* BEGIN Dataset excerpts *

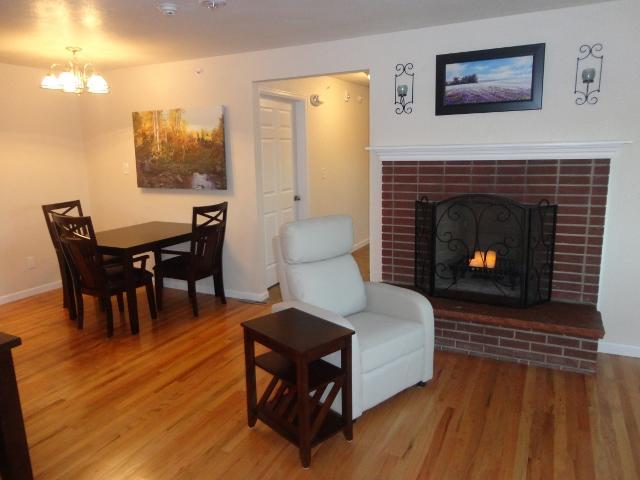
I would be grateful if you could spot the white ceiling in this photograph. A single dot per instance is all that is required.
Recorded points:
(119, 33)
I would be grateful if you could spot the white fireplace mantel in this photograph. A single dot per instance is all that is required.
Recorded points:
(501, 151)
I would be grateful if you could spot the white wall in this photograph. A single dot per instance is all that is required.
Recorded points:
(42, 161)
(337, 135)
(228, 80)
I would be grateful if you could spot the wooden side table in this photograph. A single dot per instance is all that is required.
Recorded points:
(292, 403)
(15, 463)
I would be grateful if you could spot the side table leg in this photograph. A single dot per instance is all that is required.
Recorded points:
(347, 404)
(250, 373)
(14, 451)
(304, 429)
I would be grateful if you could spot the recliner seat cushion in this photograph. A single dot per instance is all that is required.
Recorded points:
(316, 239)
(335, 285)
(384, 339)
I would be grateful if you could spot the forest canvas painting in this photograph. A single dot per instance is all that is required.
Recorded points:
(493, 80)
(180, 148)
(489, 81)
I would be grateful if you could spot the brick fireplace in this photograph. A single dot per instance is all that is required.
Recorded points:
(578, 187)
(561, 334)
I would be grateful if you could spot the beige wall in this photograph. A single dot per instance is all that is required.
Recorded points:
(42, 160)
(337, 135)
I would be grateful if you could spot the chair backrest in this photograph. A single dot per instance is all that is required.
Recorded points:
(208, 227)
(78, 241)
(72, 207)
(316, 266)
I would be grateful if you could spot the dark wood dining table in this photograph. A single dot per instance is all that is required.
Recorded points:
(126, 242)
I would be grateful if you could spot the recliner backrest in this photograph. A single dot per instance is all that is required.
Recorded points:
(317, 263)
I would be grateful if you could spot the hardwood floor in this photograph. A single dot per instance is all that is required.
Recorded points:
(169, 404)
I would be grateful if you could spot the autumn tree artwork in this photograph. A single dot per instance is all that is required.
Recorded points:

* END Dataset excerpts *

Written instruction: Return the listing above word for word, with the pictures left out.

Reply:
I would be grateful if you could spot the white ceiling in this photograph. A single dot per instance is all that is required.
Recorded points:
(119, 33)
I would be grateful if you could spot the white fireplace mantel in this photograph. A single dot per instance is all that is required.
Recorded points:
(501, 151)
I would be grateful if you could spot the white wall in this photograph. A single dot per instance is all that is required.
Recorded points:
(42, 161)
(337, 135)
(228, 80)
I would be grateful if you could spot the wooden side table in this photograph. A single dot per instance is all that is required.
Recorded points:
(292, 403)
(15, 463)
I would be grateful if you could spot the side table leg in this photograph. A single dot per instance is all that is required.
Recorded points:
(347, 404)
(250, 373)
(14, 451)
(304, 429)
I would be grateful if you could spot the recliner seat cushion in this photograph. A single dot per instance is all that is required.
Recorded points:
(316, 239)
(335, 285)
(384, 339)
I would be grateful if you could spot the forest canvas painting in this photograph. A single dot per instance is all that is required.
Recorded points:
(493, 80)
(180, 148)
(489, 81)
I would be grateful if you could spot the brick fireplace in this photograph. A single dot per instance is all that is required.
Recorded points:
(578, 187)
(561, 334)
I would be grateful if you could spot the beige wall in this photograph. A single dot per instance is all that is required.
Recorded points:
(42, 160)
(337, 135)
I would be grateful if you could spot the chair backrest in this photograph. A single dot per instance is all that is required.
Recorded points:
(208, 227)
(78, 241)
(72, 207)
(316, 266)
I would be grateful if you could spot the dark wood dining table in this photograph. A single dot per instance is all that is required.
Recorded points:
(126, 242)
I would be grateful if you could spot the recliner backrest in this photograph. A single dot per instance is all that is required.
Recorded points:
(317, 263)
I would be grateful if you could spot the hardwood floor in this photograph. A single dot per instance is all that is required.
Recorded points:
(169, 404)
I would be grateful if you could spot the autumn tree artwork in this photograph. A single dot per instance is all that is required.
Recorded points:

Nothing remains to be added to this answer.